• **Excerpt to read**:
=-=-=-=-=

Abi Aspen and Sadhbh Moore

Represented by Holly Faulks
Abi Aspen and Sadhbh Moore
© Ben Peter Catchpole
Duo Sadhbh and Abi founded The Sustainable Food Story in 2017 after a whirlwind three day conversation (interspersed with a lot of dancing) about food, environmental ethics and being young women in the male dominated worlds of commercial kitchens, science and farming.

Abi Aspen trained as a chemical engineer, and started her career as a lab-meat scientist growing ‘steak’ from stem cells. She travelled round the world working and giving talks about sustainable animal agriculture, however intrinsically a nerd and a ‘functional hippie’ she delved so deeply into the food system she realised her path lay elsewhere. She vowed to ‘make farming as sexy as biotech’, swapped lab grown meat for fields of wheat and is now a heritage grain farmer with Duchess Farms.

Sadhbh grew up in a cabin in the woods in Ireland, raised ‘free-range’, as her ecogastronomy focused (hippie foodie) parents would say. Following an MA in Sustainable Development and a role at Greenpeace HQ, she worked in sustainability consultancy, followed by a stint in India on an international development programme. This helped to confirm that her heart yearned for the kitchen, and working at the grassroots community level. A self-trained cook and forager, she has worked as a chef and in sustainable food education for over 7 years at youth charities, primarily at The Skip Garden, where she and Abi met. Inspired by Abi’s science background, and her desire to greater understand the complexities of food insecurity, Sadhbh embarked on an MSc in Nutrition for Global Health, qualifying as a registered (eco) Nutritionist in 2020.

=-=-=-=-=

• **Data excerpts**:
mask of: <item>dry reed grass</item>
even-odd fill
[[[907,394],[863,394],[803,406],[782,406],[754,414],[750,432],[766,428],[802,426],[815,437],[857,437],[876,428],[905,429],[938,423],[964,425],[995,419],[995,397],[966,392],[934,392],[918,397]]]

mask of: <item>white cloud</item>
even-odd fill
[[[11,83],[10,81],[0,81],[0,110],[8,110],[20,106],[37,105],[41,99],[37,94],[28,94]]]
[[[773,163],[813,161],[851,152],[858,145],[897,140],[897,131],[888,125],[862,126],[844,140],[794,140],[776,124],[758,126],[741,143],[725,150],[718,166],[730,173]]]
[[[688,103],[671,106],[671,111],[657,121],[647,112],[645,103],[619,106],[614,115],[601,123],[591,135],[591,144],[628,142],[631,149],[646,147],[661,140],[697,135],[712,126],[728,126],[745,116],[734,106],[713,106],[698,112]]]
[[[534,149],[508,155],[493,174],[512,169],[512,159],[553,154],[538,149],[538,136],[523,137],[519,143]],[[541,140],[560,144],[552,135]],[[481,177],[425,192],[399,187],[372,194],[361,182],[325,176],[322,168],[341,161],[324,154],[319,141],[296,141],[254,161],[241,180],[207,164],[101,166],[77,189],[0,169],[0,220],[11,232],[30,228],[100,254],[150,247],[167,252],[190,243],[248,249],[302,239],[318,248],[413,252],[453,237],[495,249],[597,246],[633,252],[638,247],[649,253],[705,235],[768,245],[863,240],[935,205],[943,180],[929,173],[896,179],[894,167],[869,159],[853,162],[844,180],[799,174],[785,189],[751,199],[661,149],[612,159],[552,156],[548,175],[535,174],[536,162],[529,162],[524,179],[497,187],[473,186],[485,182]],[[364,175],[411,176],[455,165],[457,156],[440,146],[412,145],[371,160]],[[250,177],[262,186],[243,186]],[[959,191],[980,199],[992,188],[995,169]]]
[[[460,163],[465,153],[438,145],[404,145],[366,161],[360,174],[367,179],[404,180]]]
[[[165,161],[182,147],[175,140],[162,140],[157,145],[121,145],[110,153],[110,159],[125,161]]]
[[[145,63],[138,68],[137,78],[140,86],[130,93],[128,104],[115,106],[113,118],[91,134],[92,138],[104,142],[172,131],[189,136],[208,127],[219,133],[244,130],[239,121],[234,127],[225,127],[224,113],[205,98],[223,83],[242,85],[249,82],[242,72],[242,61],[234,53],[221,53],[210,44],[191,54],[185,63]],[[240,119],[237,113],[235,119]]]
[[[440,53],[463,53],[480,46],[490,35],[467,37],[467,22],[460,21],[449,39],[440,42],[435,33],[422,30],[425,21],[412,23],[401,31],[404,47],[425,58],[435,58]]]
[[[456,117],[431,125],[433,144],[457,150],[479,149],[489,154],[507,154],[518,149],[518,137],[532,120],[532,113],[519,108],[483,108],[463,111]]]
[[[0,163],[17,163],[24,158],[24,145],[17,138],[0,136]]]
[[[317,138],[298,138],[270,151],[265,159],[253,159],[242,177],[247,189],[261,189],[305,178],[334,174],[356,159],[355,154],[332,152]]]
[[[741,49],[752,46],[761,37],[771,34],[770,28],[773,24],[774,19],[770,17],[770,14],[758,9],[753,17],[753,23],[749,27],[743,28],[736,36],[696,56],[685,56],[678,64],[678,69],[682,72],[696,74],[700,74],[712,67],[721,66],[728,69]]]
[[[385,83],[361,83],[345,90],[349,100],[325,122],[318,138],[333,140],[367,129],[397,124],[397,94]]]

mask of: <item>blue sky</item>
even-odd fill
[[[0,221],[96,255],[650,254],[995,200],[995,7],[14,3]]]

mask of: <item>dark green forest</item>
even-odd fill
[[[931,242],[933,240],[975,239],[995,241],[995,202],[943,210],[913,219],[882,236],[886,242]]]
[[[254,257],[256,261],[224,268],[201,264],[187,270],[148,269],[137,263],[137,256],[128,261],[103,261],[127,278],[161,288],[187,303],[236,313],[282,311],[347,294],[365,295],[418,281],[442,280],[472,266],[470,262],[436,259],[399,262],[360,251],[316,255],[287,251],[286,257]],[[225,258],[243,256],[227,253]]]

=-=-=-=-=

• **Problem A**: List every organization that the profile of Abi Aspen and Sadhbh Moore names as one that either of them founded, worked with, or works with now.
• **Problem B**: Repeat, word for word, the stretch of the Abi Aspen and Sadhbh Moore profile from "Represented by Holly" through "with Duchess Farms.".

• **Response A**:
- The Sustainable Food Story
- Duchess Farms
- Greenpeace HQ
- The Skip Garden

• **Response B**:
Represented by Holly Faulks
Abi Aspen and Sadhbh Moore
© Ben Peter Catchpole
Duo Sadhbh and Abi founded The Sustainable Food Story in 2017 after a whirlwind three day conversation (interspersed with a lot of dancing) about food, environmental ethics and being young women in the male dominated worlds of commercial kitchens, science and farming.

Abi Aspen trained as a chemical engineer, and started her career as a lab-meat scientist growing ‘steak’ from stem cells. She travelled round the world working and giving talks about sustainable animal agriculture, however intrinsically a nerd and a ‘functional hippie’ she delved so deeply into the food system she realised her path lay elsewhere. She vowed to ‘make farming as sexy as biotech’, swapped lab grown meat for fields of wheat and is now a heritage grain farmer with Duchess Farms.